>>>>

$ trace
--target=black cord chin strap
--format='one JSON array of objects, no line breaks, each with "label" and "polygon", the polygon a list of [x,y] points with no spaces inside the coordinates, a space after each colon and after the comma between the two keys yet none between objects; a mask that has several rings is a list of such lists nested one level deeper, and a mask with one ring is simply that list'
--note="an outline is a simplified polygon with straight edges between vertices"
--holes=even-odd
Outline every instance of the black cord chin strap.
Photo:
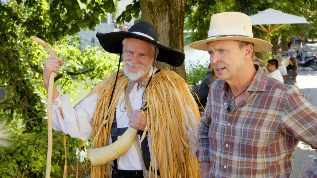
[{"label": "black cord chin strap", "polygon": [[[144,94],[145,93],[145,91],[147,88],[147,87],[149,86],[149,85],[150,84],[150,82],[151,82],[151,80],[152,79],[152,77],[153,75],[153,73],[154,72],[154,66],[155,65],[155,61],[156,60],[156,50],[157,48],[157,47],[155,47],[155,49],[154,51],[154,58],[153,59],[154,61],[153,62],[153,69],[152,71],[152,74],[151,75],[151,77],[150,78],[150,79],[149,79],[148,81],[147,82],[146,86],[145,89],[144,89],[144,91],[143,92],[143,94],[142,96],[142,99],[143,99],[143,97],[144,96]],[[122,54],[120,54],[120,59],[119,61],[119,65],[118,66],[118,71],[117,72],[117,76],[116,77],[116,80],[114,82],[114,85],[113,86],[113,88],[112,90],[112,93],[111,94],[111,96],[110,98],[110,101],[109,102],[109,105],[108,106],[108,109],[109,109],[109,107],[110,106],[110,105],[111,103],[111,101],[112,100],[112,98],[113,96],[113,93],[114,92],[114,89],[116,86],[116,84],[117,83],[117,80],[118,79],[118,74],[119,73],[119,69],[120,68],[120,62],[121,61],[121,55]],[[156,71],[156,73],[158,72],[160,72],[159,70],[158,70]],[[114,111],[114,122],[113,123],[112,125],[111,126],[111,139],[112,140],[113,143],[114,142],[116,141],[118,139],[118,136],[120,136],[122,135],[125,132],[126,130],[127,129],[127,127],[124,128],[118,128],[116,122],[116,111]],[[107,117],[108,116],[107,116]],[[105,125],[105,126],[106,126],[106,124]],[[141,131],[141,130],[138,130],[138,134],[140,135],[141,136],[143,134],[143,131]],[[151,155],[150,154],[150,150],[149,149],[149,147],[148,146],[148,142],[147,141],[147,136],[146,135],[145,136],[145,137],[144,138],[144,139],[143,139],[143,141],[141,143],[141,150],[142,153],[142,156],[143,158],[143,162],[144,162],[144,164],[147,170],[149,170],[150,169],[150,164],[151,162]],[[118,169],[118,162],[117,159],[115,159],[113,160],[113,168],[115,169]],[[157,172],[158,175],[160,175],[160,173],[159,170],[157,170]]]},{"label": "black cord chin strap", "polygon": [[[114,93],[114,89],[116,87],[116,85],[117,84],[117,80],[118,79],[118,75],[119,74],[119,70],[120,69],[120,64],[121,63],[121,56],[122,55],[122,53],[120,53],[120,57],[119,57],[119,64],[118,65],[118,69],[117,71],[117,76],[116,76],[116,80],[114,81],[114,85],[113,85],[113,88],[112,89],[112,92],[111,93],[111,96],[110,97],[110,101],[109,101],[109,105],[108,105],[108,110],[109,109],[110,107],[110,105],[111,104],[111,102],[112,101],[112,98],[113,96],[113,93]],[[108,119],[108,115],[106,117],[106,119]],[[106,127],[106,124],[105,124],[105,127]]]}]

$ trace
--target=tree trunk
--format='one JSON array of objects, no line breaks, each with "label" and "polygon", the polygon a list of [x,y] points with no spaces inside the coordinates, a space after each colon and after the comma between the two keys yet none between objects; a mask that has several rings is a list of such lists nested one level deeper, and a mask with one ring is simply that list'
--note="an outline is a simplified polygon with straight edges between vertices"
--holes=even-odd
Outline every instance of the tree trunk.
[{"label": "tree trunk", "polygon": [[[140,0],[142,20],[154,27],[160,44],[182,51],[184,51],[184,21],[186,0]],[[177,67],[157,61],[155,67],[175,71],[186,79],[184,63]]]},{"label": "tree trunk", "polygon": [[278,43],[278,36],[275,36],[274,38],[271,38],[271,43],[272,43],[273,47],[272,47],[272,54],[276,55],[276,51],[277,51],[277,46]]},{"label": "tree trunk", "polygon": [[287,51],[288,49],[288,42],[287,38],[282,35],[282,51]]}]

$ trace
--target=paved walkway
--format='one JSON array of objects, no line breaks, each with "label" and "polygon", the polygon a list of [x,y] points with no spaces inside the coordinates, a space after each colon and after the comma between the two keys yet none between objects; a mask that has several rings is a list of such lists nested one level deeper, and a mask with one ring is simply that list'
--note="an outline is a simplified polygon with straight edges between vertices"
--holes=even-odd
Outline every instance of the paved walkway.
[{"label": "paved walkway", "polygon": [[[307,96],[311,103],[317,107],[317,71],[301,70],[296,77],[298,87]],[[317,151],[310,146],[300,142],[294,159],[294,166],[290,177],[302,177],[305,171],[317,159]]]},{"label": "paved walkway", "polygon": [[[317,54],[317,44],[308,44],[304,49],[308,52],[307,55]],[[306,68],[298,71],[296,80],[298,87],[302,93],[307,96],[312,104],[317,107],[317,71]],[[314,160],[317,159],[317,151],[310,146],[300,142],[294,159],[293,170],[290,177],[300,178],[311,166]],[[90,178],[89,175],[85,178]]]}]

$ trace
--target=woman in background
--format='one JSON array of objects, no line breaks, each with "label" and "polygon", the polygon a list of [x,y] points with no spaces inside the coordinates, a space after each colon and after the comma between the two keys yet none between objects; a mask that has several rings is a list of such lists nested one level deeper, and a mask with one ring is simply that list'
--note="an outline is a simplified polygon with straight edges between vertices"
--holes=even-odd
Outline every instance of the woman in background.
[{"label": "woman in background", "polygon": [[289,65],[286,67],[286,70],[287,71],[291,70],[292,71],[295,72],[296,73],[297,73],[298,69],[297,68],[297,62],[296,62],[296,59],[295,58],[291,57],[289,59]]}]

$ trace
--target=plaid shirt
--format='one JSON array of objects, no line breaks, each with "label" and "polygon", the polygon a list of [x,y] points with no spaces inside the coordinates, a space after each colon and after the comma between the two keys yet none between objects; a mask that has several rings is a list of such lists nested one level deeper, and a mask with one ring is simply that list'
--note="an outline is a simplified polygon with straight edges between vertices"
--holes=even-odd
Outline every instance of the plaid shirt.
[{"label": "plaid shirt", "polygon": [[[211,163],[207,177],[289,177],[299,140],[317,149],[317,109],[261,70],[230,112],[229,87],[214,82],[198,124],[196,154]],[[317,177],[317,159],[304,177]]]}]

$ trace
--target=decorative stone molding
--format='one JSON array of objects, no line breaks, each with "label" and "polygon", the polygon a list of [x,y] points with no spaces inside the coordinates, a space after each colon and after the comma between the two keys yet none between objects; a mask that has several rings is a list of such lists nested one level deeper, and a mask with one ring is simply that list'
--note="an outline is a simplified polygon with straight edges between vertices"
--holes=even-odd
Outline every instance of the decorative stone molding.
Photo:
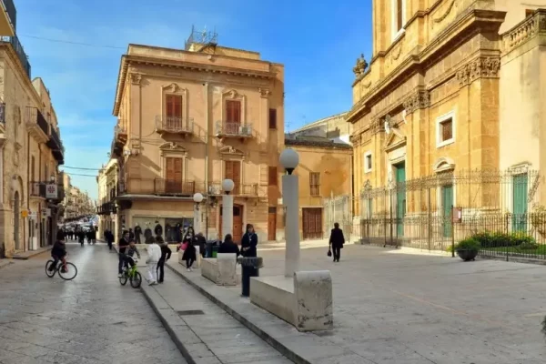
[{"label": "decorative stone molding", "polygon": [[430,93],[427,90],[420,90],[411,95],[403,103],[406,114],[411,114],[415,110],[430,106]]},{"label": "decorative stone molding", "polygon": [[259,91],[259,96],[263,98],[268,98],[271,95],[271,91],[268,88],[259,87],[258,90]]},{"label": "decorative stone molding", "polygon": [[498,78],[500,69],[500,59],[498,57],[475,58],[457,71],[457,80],[464,86],[479,78]]},{"label": "decorative stone molding", "polygon": [[140,85],[140,81],[142,81],[142,75],[140,74],[130,74],[131,84],[133,85]]}]

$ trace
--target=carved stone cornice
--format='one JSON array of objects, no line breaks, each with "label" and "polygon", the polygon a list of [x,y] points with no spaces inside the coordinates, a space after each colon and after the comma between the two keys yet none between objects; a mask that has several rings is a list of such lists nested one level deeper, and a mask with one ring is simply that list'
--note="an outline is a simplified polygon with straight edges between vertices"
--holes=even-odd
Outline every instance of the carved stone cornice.
[{"label": "carved stone cornice", "polygon": [[465,86],[479,78],[498,78],[500,69],[500,57],[474,58],[457,71],[457,80],[460,86]]},{"label": "carved stone cornice", "polygon": [[411,114],[415,110],[430,106],[430,93],[427,90],[419,90],[411,95],[403,103],[406,114]]}]

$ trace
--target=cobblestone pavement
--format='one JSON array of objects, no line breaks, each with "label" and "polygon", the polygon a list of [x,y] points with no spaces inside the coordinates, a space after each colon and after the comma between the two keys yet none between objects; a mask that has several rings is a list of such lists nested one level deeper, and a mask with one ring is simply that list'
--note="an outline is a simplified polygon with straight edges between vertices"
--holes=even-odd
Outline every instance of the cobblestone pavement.
[{"label": "cobblestone pavement", "polygon": [[0,363],[186,363],[105,245],[68,244],[78,275],[46,277],[46,253],[0,269]]}]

<<<<

Extract every line of the records above that contains the word "paved".

• THE SOLUTION
--target=paved walkway
Outline every instance of the paved walkway.
[{"label": "paved walkway", "polygon": [[[307,96],[311,103],[317,107],[317,71],[301,70],[296,77],[298,87]],[[317,151],[310,146],[300,142],[294,159],[294,166],[290,177],[302,177],[305,171],[317,159]]]},{"label": "paved walkway", "polygon": [[[317,54],[317,44],[308,44],[304,49],[308,52],[307,55]],[[306,68],[298,71],[296,80],[298,87],[302,93],[307,96],[312,104],[317,107],[317,71]],[[314,160],[317,159],[317,151],[310,146],[300,142],[294,159],[293,170],[290,177],[300,178],[311,166]],[[90,178],[89,175],[85,178]]]}]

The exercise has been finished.